#### Directions for this task
Count the lines of the entries below that contain the string "coral", treating uppercase and lowercase letters as distinct. Report only the number.

— start of Items —

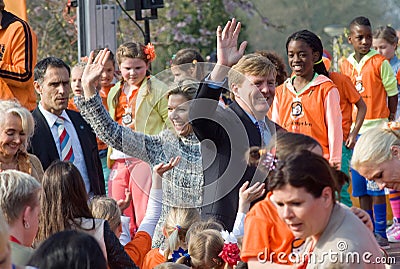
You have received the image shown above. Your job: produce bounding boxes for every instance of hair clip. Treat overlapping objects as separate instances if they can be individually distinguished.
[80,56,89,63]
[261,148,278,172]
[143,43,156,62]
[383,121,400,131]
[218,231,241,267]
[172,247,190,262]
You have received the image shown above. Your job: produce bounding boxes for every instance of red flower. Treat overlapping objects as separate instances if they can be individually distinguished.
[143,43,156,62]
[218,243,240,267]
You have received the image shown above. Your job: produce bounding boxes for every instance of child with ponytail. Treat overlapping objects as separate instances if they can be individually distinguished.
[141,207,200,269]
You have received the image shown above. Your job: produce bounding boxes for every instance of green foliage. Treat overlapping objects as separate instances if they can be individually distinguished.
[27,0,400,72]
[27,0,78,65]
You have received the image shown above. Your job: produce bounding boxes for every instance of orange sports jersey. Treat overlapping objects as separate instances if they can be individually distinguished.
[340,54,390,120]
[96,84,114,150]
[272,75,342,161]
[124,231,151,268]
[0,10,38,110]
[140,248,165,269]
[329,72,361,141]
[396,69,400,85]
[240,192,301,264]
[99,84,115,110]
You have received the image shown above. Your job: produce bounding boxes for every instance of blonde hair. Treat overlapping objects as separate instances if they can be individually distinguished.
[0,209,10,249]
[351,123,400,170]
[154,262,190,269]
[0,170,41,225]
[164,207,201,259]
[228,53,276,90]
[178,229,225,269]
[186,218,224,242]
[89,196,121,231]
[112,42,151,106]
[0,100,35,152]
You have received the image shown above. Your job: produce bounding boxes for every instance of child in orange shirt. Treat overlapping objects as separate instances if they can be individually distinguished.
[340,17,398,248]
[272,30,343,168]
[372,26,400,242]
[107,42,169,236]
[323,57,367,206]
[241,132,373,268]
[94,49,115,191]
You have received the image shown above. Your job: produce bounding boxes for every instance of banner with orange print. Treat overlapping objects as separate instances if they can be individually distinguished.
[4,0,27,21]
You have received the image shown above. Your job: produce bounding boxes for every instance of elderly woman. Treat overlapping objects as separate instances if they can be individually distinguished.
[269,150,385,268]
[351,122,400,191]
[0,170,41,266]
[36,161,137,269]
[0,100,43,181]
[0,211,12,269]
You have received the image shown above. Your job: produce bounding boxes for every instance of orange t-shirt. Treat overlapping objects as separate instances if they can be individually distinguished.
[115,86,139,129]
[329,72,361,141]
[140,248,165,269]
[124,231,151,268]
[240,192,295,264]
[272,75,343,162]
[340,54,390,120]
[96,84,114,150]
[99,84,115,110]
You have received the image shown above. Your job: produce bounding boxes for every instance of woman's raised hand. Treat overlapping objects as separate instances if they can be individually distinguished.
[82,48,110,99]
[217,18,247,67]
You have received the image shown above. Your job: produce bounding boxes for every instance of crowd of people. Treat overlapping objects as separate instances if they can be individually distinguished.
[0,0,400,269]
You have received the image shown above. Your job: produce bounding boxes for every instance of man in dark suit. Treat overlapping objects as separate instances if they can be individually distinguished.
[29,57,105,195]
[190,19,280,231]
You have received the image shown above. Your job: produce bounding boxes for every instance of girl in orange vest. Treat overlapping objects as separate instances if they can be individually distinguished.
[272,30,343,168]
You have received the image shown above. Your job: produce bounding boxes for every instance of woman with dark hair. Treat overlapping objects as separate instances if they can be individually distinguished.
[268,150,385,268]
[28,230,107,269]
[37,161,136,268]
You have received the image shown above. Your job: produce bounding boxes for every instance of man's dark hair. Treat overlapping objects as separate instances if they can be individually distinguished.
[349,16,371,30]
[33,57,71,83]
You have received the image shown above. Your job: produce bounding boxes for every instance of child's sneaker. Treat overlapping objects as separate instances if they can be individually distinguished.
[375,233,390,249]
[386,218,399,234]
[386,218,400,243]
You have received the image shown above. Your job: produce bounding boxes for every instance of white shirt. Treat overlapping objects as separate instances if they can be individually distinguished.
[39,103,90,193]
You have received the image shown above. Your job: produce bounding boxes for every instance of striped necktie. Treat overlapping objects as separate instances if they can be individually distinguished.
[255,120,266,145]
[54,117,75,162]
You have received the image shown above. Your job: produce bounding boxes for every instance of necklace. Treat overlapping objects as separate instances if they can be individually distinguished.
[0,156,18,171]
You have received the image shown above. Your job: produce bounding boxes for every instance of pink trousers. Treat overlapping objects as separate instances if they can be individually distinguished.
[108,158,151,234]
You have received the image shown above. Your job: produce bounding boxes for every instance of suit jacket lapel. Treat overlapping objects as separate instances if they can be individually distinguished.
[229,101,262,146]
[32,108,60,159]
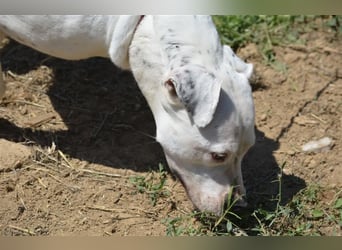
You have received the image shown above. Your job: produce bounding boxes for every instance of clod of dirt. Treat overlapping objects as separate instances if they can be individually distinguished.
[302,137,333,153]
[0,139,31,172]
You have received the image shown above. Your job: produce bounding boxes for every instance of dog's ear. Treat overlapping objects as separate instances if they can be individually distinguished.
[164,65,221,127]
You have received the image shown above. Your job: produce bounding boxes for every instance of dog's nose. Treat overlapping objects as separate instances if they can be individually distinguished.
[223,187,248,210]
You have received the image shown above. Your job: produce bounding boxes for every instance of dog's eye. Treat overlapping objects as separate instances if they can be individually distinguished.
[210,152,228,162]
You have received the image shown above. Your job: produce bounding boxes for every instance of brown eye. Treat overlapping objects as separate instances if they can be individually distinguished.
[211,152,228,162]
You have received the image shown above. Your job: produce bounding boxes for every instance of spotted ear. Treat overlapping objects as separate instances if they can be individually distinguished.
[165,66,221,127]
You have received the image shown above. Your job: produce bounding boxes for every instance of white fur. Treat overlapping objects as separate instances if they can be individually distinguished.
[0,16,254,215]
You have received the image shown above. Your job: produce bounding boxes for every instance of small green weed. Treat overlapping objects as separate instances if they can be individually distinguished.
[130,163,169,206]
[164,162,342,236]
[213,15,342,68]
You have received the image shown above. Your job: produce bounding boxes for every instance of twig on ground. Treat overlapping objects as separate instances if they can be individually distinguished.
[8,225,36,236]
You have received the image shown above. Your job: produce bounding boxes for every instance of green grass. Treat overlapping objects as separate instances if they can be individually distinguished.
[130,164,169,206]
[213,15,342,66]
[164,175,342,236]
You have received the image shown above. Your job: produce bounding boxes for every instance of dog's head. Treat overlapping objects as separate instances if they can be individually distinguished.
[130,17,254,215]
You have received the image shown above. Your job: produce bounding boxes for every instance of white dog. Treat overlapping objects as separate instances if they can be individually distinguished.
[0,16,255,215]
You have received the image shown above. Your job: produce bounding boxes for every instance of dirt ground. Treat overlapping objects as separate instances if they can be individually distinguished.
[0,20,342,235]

— end of Items —
— start of Items —

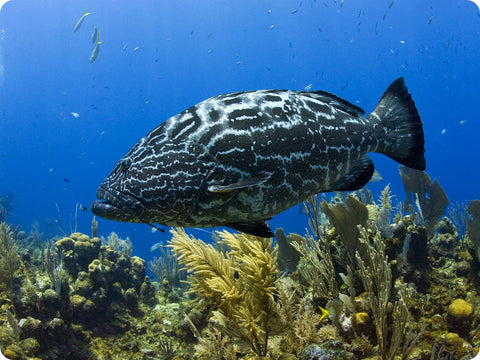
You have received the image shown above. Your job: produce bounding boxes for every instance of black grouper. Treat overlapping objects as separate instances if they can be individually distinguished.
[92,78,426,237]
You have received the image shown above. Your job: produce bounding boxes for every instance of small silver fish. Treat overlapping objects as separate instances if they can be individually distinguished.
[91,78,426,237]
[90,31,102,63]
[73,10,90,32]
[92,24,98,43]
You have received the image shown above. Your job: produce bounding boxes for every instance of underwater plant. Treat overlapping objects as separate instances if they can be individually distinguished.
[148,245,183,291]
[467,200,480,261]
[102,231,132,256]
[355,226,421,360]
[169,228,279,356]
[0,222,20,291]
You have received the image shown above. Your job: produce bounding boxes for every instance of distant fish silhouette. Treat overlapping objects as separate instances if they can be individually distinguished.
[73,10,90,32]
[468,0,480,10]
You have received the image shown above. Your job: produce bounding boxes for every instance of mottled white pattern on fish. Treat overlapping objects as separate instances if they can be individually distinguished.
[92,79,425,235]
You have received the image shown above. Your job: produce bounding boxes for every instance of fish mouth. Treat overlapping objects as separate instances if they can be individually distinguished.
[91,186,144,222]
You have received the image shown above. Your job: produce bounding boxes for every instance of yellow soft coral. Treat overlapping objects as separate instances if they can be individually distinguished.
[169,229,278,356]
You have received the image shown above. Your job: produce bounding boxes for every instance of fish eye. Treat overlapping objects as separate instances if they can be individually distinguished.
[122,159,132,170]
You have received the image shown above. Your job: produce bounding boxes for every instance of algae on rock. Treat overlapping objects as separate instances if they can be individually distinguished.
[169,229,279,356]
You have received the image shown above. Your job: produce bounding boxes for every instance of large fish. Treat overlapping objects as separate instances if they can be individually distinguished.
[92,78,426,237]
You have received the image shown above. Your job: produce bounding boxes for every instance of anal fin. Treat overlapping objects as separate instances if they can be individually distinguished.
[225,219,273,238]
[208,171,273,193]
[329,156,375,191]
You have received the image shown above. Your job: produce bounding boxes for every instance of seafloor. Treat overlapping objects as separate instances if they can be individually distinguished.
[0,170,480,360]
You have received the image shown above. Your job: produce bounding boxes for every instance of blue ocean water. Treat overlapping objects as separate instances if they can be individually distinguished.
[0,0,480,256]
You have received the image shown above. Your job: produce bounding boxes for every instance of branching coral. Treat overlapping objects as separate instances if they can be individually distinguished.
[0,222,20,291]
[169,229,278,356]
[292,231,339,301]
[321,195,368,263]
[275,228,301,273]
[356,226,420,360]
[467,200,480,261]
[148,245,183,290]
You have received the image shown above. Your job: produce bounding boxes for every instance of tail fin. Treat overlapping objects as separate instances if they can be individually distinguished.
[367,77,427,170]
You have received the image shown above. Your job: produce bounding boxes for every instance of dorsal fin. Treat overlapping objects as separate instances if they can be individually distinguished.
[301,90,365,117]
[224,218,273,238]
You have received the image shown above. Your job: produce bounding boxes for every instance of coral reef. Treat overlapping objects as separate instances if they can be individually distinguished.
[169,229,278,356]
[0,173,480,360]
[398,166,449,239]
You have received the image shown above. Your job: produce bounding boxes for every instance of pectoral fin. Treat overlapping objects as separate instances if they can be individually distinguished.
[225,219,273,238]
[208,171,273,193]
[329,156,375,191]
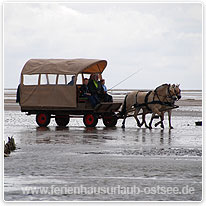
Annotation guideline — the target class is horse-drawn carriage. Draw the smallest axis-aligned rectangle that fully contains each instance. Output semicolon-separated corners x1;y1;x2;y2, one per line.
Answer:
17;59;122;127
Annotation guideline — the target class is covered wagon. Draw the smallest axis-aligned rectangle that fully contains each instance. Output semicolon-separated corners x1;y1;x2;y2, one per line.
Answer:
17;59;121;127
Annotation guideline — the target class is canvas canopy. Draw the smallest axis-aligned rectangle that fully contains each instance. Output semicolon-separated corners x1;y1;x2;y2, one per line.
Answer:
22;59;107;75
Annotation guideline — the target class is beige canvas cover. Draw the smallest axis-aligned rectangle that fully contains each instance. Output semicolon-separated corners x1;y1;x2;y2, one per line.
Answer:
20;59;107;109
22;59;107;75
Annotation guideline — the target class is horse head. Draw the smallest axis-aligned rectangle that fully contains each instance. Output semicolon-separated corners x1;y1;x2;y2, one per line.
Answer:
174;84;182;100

— end of Items —
— start of Items —

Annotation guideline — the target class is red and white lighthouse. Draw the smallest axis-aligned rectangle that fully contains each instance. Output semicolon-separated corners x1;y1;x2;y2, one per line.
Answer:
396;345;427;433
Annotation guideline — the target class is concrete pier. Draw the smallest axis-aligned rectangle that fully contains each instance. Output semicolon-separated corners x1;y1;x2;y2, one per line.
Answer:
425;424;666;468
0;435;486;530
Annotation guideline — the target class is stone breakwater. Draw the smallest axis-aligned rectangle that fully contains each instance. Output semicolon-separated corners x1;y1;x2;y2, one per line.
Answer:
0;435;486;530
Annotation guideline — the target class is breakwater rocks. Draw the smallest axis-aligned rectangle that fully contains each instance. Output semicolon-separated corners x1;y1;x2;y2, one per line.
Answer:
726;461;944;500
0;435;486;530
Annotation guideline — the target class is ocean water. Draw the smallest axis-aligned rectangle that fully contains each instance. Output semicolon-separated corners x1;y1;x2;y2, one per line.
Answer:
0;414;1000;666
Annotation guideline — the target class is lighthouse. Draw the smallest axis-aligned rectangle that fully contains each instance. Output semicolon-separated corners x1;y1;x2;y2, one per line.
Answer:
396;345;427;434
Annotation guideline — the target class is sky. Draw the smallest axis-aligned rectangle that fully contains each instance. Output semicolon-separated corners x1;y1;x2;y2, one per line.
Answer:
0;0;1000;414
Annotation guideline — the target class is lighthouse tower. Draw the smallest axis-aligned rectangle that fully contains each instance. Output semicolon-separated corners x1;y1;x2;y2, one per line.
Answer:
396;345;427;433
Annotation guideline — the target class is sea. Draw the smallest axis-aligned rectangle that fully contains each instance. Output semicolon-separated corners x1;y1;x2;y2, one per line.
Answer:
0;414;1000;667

— end of Items —

#### Solution for this task
3